## YOUR OBJECTIVE:
Scan the records below for the line with "of the black" and the line with "of the bush". Repeat those two lines and every line between them exactly, and nothing else.

----

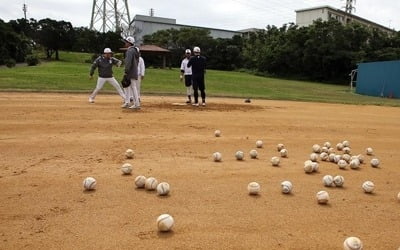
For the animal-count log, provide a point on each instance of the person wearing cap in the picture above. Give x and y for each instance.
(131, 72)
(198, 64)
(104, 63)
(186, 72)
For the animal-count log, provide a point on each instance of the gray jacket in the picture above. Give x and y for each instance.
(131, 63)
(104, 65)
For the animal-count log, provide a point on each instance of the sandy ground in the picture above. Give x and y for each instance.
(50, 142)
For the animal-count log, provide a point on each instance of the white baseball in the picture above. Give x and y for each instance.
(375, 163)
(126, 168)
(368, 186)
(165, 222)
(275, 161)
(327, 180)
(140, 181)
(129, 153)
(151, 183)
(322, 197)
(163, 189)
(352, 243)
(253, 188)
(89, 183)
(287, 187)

----

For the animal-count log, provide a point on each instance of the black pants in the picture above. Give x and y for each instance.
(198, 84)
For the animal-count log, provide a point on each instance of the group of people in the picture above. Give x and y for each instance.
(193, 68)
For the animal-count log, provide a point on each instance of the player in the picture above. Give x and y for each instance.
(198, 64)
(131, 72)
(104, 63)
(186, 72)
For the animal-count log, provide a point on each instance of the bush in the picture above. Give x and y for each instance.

----

## ANSWER TO THE EXERCISE:
For the animal-count log, provide a point on each instance of the black pants in the picture above. Give x and y for each instance.
(198, 84)
For the animal-count log, provide a point on each instance of the group of people in the picture above. Give x and y for each instance.
(193, 68)
For the animal-count log, provide a point on each instance of the player in the picture above. Give x and y for each instance.
(198, 64)
(131, 72)
(104, 63)
(186, 72)
For the animal-count log, provide a point on each instance of the bush in the picture above. Give x and y for each instance.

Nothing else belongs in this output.